[Start Given passage]
- Venue: Tenno Town Gymnasium, Tenno, Akita, Japan
- Dates: 18 August 2001
- Competitors: 7 from 7 nations

Medalists
| gold medal | Gennaro Talarico |
| silver medal | Takahiro Niki |
| bronze medal | Adnan Hadžić |

= Karate at the 2001 World Games – Men's kumite 75 kg =

The men's kumite 75 kg competition in karate at the 2001 World Games took place on 18 August 2001 at the Tenno Town Gymnasium in Tenno, Akita, Japan.

==Competition format==
A total of 7 athletes entered the competition. In preliminary round they fought in two groups. Winners of this groups advanced to gold medal match. Second place athletes advanced to bronze medal match.
[End Given passage]
* [Exercise set]
1) According to the karate passage, which athlete won the silver medal in the men's kumite 75 kg event?
2) Report every line of the records that contains the string "support".
[Start Entries]
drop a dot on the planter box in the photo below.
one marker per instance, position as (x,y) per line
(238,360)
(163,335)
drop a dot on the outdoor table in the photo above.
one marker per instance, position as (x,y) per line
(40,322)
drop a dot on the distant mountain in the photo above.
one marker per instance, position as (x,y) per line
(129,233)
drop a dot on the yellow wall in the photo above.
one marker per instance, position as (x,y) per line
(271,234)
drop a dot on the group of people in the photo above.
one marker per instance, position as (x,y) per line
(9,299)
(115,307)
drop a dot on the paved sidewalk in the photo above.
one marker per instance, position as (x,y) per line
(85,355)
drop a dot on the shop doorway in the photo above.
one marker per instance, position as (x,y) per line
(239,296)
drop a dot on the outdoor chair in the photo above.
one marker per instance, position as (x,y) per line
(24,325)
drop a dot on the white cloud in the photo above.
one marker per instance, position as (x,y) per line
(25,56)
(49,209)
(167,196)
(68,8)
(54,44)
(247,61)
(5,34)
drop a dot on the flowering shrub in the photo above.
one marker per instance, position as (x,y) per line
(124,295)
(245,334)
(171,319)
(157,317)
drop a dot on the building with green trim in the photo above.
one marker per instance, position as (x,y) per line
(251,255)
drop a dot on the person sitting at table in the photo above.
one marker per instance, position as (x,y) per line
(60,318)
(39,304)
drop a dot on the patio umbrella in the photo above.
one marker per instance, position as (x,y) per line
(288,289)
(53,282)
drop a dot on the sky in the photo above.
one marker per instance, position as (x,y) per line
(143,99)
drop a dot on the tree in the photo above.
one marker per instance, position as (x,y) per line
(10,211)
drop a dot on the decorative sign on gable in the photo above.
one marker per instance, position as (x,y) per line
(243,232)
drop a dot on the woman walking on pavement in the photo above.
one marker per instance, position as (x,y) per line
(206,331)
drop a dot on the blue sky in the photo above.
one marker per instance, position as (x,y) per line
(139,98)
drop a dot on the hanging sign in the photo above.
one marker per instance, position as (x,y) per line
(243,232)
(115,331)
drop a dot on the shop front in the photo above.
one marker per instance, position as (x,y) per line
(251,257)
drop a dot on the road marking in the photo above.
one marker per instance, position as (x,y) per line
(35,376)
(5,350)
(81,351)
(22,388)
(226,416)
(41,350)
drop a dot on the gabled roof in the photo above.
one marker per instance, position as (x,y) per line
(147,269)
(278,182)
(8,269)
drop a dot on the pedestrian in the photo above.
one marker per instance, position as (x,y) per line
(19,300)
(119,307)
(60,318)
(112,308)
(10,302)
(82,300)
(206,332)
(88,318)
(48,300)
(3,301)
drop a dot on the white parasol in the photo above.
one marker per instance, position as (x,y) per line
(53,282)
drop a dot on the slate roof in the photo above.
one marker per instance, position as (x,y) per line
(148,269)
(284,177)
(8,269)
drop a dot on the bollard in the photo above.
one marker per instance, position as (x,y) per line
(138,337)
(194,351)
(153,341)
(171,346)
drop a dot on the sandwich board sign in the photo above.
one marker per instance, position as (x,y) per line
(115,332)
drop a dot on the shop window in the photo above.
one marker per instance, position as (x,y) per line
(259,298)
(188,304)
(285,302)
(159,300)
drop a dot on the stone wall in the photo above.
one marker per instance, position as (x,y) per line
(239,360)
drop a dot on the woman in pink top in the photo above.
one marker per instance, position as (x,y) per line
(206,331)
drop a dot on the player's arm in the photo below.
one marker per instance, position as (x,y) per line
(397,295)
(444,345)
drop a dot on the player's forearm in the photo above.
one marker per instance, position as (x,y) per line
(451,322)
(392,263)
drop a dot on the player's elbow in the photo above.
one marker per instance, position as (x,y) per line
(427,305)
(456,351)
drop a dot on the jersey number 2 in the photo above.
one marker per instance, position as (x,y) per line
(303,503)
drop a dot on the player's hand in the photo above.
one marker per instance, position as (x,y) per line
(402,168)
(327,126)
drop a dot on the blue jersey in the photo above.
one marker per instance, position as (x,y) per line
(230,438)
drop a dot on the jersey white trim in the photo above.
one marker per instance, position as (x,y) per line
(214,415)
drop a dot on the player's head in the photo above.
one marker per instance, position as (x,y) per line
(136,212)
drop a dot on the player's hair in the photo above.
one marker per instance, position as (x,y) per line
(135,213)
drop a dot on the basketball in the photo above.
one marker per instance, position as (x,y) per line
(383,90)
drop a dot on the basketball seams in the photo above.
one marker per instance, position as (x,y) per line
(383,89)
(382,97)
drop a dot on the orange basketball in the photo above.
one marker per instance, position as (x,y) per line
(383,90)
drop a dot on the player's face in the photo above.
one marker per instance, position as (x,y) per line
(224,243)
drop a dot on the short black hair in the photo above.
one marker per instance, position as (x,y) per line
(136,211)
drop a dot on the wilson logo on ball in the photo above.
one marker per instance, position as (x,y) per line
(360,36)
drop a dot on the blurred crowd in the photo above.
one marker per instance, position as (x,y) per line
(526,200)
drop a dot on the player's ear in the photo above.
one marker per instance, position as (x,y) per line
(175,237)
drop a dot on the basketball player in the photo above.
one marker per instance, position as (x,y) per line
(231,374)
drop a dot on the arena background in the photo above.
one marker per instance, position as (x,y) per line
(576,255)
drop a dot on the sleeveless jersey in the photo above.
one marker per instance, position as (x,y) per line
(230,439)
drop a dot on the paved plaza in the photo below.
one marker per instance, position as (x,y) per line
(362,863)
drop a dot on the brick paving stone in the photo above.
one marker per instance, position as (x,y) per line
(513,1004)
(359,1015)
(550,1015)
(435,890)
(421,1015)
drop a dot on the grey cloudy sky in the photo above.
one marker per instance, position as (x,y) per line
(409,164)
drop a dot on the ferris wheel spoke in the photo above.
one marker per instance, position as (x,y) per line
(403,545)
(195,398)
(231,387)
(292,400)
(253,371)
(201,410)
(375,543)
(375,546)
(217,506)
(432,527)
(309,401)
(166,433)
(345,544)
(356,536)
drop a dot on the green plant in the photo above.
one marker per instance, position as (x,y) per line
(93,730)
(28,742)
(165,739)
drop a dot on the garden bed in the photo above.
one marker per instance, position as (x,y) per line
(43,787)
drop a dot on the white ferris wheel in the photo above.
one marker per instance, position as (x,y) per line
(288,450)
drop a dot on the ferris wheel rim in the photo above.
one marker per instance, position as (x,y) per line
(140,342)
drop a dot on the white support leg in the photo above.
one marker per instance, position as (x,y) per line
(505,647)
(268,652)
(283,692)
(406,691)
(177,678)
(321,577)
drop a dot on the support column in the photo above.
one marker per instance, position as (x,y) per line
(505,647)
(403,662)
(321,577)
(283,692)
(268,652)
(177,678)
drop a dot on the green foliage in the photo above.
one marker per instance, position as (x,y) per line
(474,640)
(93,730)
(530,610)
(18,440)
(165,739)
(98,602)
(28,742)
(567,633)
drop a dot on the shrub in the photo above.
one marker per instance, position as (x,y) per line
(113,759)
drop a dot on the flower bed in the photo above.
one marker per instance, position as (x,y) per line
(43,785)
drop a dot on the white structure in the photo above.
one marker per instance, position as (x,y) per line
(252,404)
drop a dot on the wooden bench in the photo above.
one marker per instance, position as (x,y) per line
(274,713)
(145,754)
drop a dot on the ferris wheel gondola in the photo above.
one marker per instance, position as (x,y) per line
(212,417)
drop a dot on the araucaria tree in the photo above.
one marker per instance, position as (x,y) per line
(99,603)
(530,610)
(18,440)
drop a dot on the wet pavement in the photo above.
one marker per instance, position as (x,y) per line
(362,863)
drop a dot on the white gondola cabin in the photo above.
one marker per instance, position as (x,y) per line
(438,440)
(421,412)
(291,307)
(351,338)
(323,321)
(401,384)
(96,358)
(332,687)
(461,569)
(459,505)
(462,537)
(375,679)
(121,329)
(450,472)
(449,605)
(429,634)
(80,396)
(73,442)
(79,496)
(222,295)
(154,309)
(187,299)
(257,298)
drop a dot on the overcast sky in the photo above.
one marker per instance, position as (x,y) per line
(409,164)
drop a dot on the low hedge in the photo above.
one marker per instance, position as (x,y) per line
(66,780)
[End Entries]
* [Solutions to the tasks]
1) Takahiro Niki

2)
drop a dot on the white support leg in the photo above.
drop a dot on the support column in the photo above.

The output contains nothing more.